INSTRUCCIONES A SEGUIR
Según el texto sobre el abuelo, ¿a qué edad se quedó casi sordo?

:: TEXTO PROPORCIONADO

Mi abuelo solo ha estado enfermo una vez. El doctor le dijo a mi padre que le habían puesto calmantes para tumbar a un caballo, y aún así pasó toda la noche gritando. Se quedó casi sordo a los setenta, y ese es el único achaque que ha tenido a lo largo de su vida. Él no se oía pero el resto de la planta no pudo dormir en las tres noches que estuvo ingresado. Cuestión de naturaleza, o de un sistema inmune en perfecto estado de revista, reforzado por la ausencia de medicación.

De naturaleza enjuta tirando a raquítico, tal vez por la simiente que sembró en él la hambruna de una guerra y una posguerra, nunca fue hombre de gran apetito ni de carnes lozanas. Un don Quijote de corta envergadura y bajo tallaje.

La falta de estatura la compensaba con energía vital: atravesaba provincias con un par de mulos cargados hasta las trancas de hortalizas, un día de ida y otro de vuelta, a pie, sin compañía, más solo que la una. Titanizado por el esfuerzo desde que era consciente, de sus primeros años no recordaba otra cosa que no fuera trabajo.

De su vida sé por lo que el me contaba. Me sentaba en sus rodillas y me hablaba de batallas, del sitio de Zaragoza, de la bala que le atravesó el costado y a punto estuvo de matarlo. Y yo me limitaba a mirarlo con la boca abierta sin entender qué significaba todo aquello. No sabía contar cuentos, a él nunca se los contaron. Hacía lo que podía, contaba historias de supervivencia: de su infancia en soledad en mitad de la era, trillando al sol; del frío que inmoviliza y se apodera de ti, que no te deja, cuando la piel es lo único que hay entre los huesos y no levantas tres palmos del suelo; de insignificancia cuando no tienes quien te ampare.

::::
:: DATOS GUARDADOS

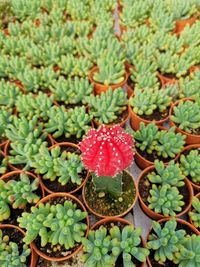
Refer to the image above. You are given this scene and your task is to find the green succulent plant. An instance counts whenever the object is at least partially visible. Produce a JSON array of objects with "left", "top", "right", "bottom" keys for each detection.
[
  {"left": 180, "top": 149, "right": 200, "bottom": 184},
  {"left": 133, "top": 122, "right": 185, "bottom": 158},
  {"left": 0, "top": 230, "right": 31, "bottom": 267},
  {"left": 148, "top": 184, "right": 184, "bottom": 216},
  {"left": 16, "top": 92, "right": 54, "bottom": 121},
  {"left": 171, "top": 100, "right": 200, "bottom": 133},
  {"left": 32, "top": 146, "right": 84, "bottom": 185},
  {"left": 51, "top": 77, "right": 93, "bottom": 104},
  {"left": 174, "top": 234, "right": 200, "bottom": 267},
  {"left": 82, "top": 225, "right": 149, "bottom": 267},
  {"left": 45, "top": 106, "right": 92, "bottom": 141},
  {"left": 147, "top": 160, "right": 185, "bottom": 187},
  {"left": 86, "top": 88, "right": 127, "bottom": 124},
  {"left": 18, "top": 200, "right": 87, "bottom": 250},
  {"left": 189, "top": 197, "right": 200, "bottom": 228},
  {"left": 147, "top": 219, "right": 186, "bottom": 265},
  {"left": 129, "top": 89, "right": 172, "bottom": 116},
  {"left": 93, "top": 50, "right": 125, "bottom": 85}
]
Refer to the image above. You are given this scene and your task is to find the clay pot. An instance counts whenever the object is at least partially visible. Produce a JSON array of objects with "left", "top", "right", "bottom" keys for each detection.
[
  {"left": 128, "top": 105, "right": 169, "bottom": 131},
  {"left": 91, "top": 217, "right": 146, "bottom": 267},
  {"left": 158, "top": 73, "right": 178, "bottom": 86},
  {"left": 137, "top": 166, "right": 193, "bottom": 220},
  {"left": 0, "top": 170, "right": 44, "bottom": 198},
  {"left": 82, "top": 171, "right": 138, "bottom": 219},
  {"left": 189, "top": 192, "right": 200, "bottom": 235},
  {"left": 32, "top": 193, "right": 89, "bottom": 261},
  {"left": 89, "top": 67, "right": 128, "bottom": 95},
  {"left": 0, "top": 224, "right": 38, "bottom": 267},
  {"left": 174, "top": 16, "right": 197, "bottom": 35},
  {"left": 38, "top": 142, "right": 89, "bottom": 194},
  {"left": 169, "top": 98, "right": 200, "bottom": 145},
  {"left": 177, "top": 144, "right": 200, "bottom": 192},
  {"left": 147, "top": 218, "right": 198, "bottom": 267}
]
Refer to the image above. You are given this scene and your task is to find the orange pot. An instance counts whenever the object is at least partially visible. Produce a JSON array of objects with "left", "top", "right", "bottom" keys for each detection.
[
  {"left": 169, "top": 98, "right": 200, "bottom": 145},
  {"left": 189, "top": 192, "right": 200, "bottom": 235},
  {"left": 137, "top": 166, "right": 193, "bottom": 220},
  {"left": 32, "top": 193, "right": 89, "bottom": 261},
  {"left": 158, "top": 73, "right": 178, "bottom": 86},
  {"left": 37, "top": 142, "right": 89, "bottom": 194},
  {"left": 128, "top": 105, "right": 169, "bottom": 131},
  {"left": 89, "top": 67, "right": 128, "bottom": 95},
  {"left": 82, "top": 171, "right": 138, "bottom": 219},
  {"left": 91, "top": 217, "right": 146, "bottom": 267},
  {"left": 93, "top": 109, "right": 129, "bottom": 128},
  {"left": 0, "top": 224, "right": 38, "bottom": 267},
  {"left": 175, "top": 16, "right": 197, "bottom": 35},
  {"left": 0, "top": 170, "right": 44, "bottom": 198},
  {"left": 176, "top": 144, "right": 200, "bottom": 192},
  {"left": 147, "top": 218, "right": 198, "bottom": 267}
]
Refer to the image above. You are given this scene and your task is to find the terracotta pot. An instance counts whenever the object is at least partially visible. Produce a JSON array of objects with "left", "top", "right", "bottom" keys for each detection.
[
  {"left": 82, "top": 170, "right": 138, "bottom": 219},
  {"left": 188, "top": 192, "right": 200, "bottom": 235},
  {"left": 174, "top": 16, "right": 197, "bottom": 35},
  {"left": 32, "top": 193, "right": 89, "bottom": 261},
  {"left": 89, "top": 67, "right": 128, "bottom": 95},
  {"left": 93, "top": 107, "right": 129, "bottom": 128},
  {"left": 0, "top": 224, "right": 38, "bottom": 267},
  {"left": 128, "top": 105, "right": 169, "bottom": 131},
  {"left": 177, "top": 144, "right": 200, "bottom": 192},
  {"left": 169, "top": 98, "right": 200, "bottom": 145},
  {"left": 158, "top": 73, "right": 178, "bottom": 86},
  {"left": 0, "top": 170, "right": 45, "bottom": 201},
  {"left": 147, "top": 218, "right": 198, "bottom": 267},
  {"left": 91, "top": 217, "right": 146, "bottom": 267},
  {"left": 38, "top": 142, "right": 89, "bottom": 194},
  {"left": 137, "top": 166, "right": 193, "bottom": 220}
]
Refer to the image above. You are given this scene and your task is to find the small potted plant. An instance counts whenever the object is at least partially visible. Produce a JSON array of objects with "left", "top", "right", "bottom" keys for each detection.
[
  {"left": 188, "top": 193, "right": 200, "bottom": 234},
  {"left": 86, "top": 88, "right": 129, "bottom": 127},
  {"left": 138, "top": 161, "right": 193, "bottom": 219},
  {"left": 0, "top": 224, "right": 38, "bottom": 267},
  {"left": 32, "top": 143, "right": 88, "bottom": 194},
  {"left": 132, "top": 122, "right": 185, "bottom": 169},
  {"left": 129, "top": 88, "right": 172, "bottom": 131},
  {"left": 82, "top": 218, "right": 149, "bottom": 267},
  {"left": 170, "top": 98, "right": 200, "bottom": 144},
  {"left": 147, "top": 218, "right": 200, "bottom": 267},
  {"left": 0, "top": 171, "right": 44, "bottom": 224},
  {"left": 178, "top": 145, "right": 200, "bottom": 191},
  {"left": 18, "top": 193, "right": 89, "bottom": 261},
  {"left": 80, "top": 125, "right": 137, "bottom": 218}
]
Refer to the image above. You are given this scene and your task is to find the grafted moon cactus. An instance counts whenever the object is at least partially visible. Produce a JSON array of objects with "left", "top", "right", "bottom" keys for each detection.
[
  {"left": 80, "top": 125, "right": 134, "bottom": 195},
  {"left": 80, "top": 125, "right": 134, "bottom": 176}
]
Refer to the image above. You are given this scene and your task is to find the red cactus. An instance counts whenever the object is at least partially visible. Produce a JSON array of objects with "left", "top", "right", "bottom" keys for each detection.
[{"left": 80, "top": 125, "right": 134, "bottom": 176}]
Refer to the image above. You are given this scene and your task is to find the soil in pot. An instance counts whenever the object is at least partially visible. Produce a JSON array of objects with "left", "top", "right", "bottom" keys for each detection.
[
  {"left": 34, "top": 197, "right": 87, "bottom": 258},
  {"left": 85, "top": 172, "right": 136, "bottom": 216},
  {"left": 1, "top": 228, "right": 31, "bottom": 266},
  {"left": 149, "top": 222, "right": 194, "bottom": 267},
  {"left": 3, "top": 175, "right": 44, "bottom": 225},
  {"left": 138, "top": 173, "right": 189, "bottom": 218}
]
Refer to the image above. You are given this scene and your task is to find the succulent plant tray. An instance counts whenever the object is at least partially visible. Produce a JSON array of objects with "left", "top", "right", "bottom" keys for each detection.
[{"left": 0, "top": 0, "right": 200, "bottom": 267}]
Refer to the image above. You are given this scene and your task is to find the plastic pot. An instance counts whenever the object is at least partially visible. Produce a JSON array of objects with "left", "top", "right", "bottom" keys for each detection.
[
  {"left": 91, "top": 217, "right": 146, "bottom": 267},
  {"left": 169, "top": 98, "right": 200, "bottom": 145},
  {"left": 176, "top": 144, "right": 200, "bottom": 191},
  {"left": 147, "top": 218, "right": 198, "bottom": 267},
  {"left": 89, "top": 67, "right": 128, "bottom": 95},
  {"left": 82, "top": 171, "right": 138, "bottom": 219},
  {"left": 189, "top": 192, "right": 200, "bottom": 235},
  {"left": 0, "top": 224, "right": 38, "bottom": 267},
  {"left": 137, "top": 166, "right": 193, "bottom": 220},
  {"left": 38, "top": 142, "right": 89, "bottom": 194},
  {"left": 31, "top": 193, "right": 89, "bottom": 261}
]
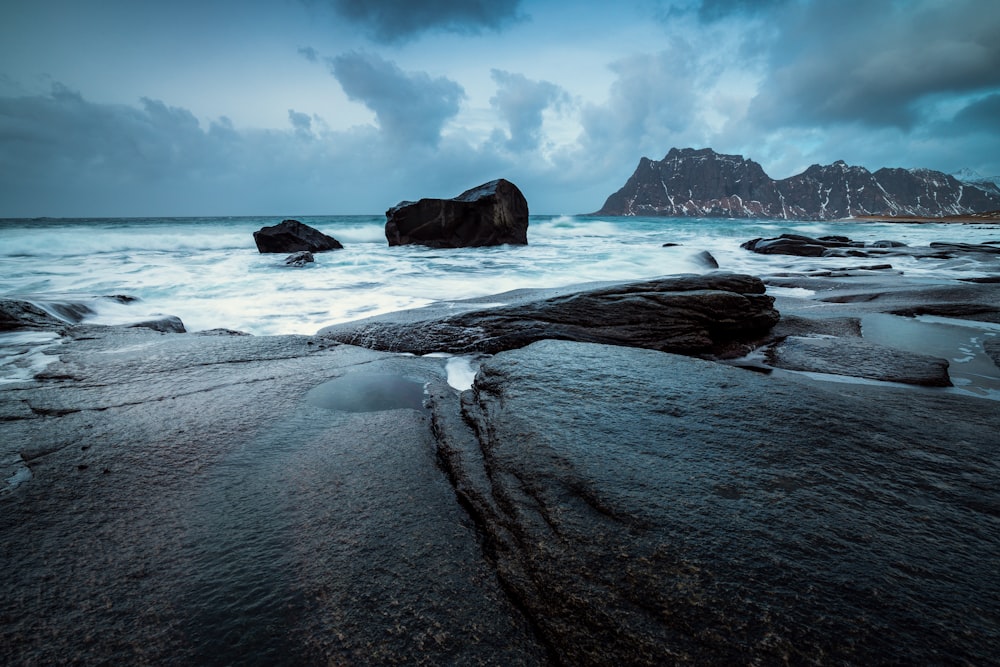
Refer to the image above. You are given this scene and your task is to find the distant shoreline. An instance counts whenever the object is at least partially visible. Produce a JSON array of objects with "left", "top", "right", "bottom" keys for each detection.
[{"left": 843, "top": 211, "right": 1000, "bottom": 224}]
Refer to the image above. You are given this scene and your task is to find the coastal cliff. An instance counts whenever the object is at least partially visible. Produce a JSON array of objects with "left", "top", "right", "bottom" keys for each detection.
[{"left": 595, "top": 148, "right": 1000, "bottom": 220}]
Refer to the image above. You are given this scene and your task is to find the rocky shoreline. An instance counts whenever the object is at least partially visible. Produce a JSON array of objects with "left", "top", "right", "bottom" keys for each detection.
[{"left": 0, "top": 269, "right": 1000, "bottom": 665}]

::::

RESPUESTA ESPERADA
A los setenta.